Brief:
Pick out and copy every line in the items below that contains the word "island".

Exercise material:
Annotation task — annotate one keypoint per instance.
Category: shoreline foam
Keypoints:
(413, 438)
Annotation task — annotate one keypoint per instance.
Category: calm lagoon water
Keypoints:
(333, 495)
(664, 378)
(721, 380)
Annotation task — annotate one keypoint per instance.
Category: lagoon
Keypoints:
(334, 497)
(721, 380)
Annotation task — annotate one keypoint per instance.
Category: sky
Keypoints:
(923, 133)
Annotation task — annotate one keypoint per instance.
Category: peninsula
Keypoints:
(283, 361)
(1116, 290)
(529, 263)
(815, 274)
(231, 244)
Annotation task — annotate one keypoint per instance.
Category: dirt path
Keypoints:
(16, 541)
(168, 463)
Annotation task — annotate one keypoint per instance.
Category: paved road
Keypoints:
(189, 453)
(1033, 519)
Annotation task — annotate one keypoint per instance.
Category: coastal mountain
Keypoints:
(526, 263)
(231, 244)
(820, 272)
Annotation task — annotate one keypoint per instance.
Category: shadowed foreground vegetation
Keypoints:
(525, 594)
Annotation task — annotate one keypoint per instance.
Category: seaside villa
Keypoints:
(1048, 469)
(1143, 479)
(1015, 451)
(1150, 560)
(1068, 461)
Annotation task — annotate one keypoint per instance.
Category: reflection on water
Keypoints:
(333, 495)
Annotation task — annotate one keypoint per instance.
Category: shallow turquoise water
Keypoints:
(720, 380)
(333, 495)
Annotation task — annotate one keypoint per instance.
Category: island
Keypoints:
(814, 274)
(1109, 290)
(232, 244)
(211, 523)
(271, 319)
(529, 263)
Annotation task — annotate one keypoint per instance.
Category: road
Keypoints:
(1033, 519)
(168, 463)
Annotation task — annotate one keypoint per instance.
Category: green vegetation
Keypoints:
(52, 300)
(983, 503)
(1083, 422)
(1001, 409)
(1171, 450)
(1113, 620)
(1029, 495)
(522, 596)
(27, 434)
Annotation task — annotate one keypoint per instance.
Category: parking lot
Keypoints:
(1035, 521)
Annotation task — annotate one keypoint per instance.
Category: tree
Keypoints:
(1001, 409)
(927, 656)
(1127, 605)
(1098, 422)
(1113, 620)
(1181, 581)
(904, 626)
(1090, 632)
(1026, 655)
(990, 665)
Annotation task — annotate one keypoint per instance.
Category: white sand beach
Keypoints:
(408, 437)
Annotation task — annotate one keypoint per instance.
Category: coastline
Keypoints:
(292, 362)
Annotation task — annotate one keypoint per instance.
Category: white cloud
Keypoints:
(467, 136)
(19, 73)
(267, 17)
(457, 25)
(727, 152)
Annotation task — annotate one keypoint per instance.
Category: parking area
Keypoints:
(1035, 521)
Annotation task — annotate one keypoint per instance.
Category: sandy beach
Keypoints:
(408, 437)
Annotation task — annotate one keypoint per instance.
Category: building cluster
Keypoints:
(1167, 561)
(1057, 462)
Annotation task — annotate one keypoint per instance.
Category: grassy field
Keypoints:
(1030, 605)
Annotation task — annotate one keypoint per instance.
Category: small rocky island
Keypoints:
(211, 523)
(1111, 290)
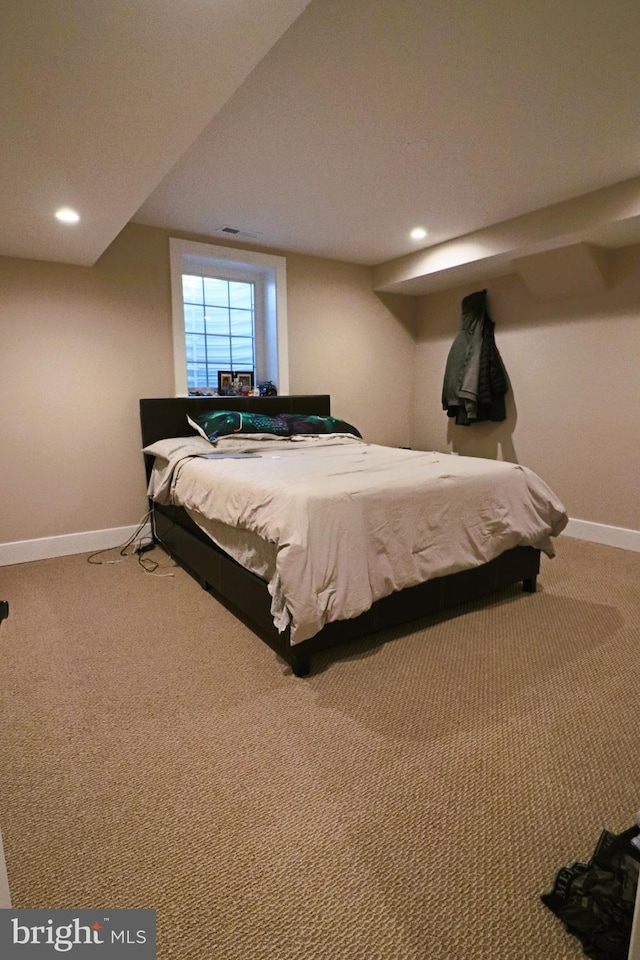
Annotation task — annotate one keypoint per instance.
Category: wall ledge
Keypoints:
(45, 548)
(602, 533)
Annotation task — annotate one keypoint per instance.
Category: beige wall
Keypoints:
(574, 404)
(80, 346)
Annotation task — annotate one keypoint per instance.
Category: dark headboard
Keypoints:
(167, 417)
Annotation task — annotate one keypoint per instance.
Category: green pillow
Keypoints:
(223, 423)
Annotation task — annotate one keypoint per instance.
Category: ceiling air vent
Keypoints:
(230, 231)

Answer to this problem:
Category: island
Category: small rocky island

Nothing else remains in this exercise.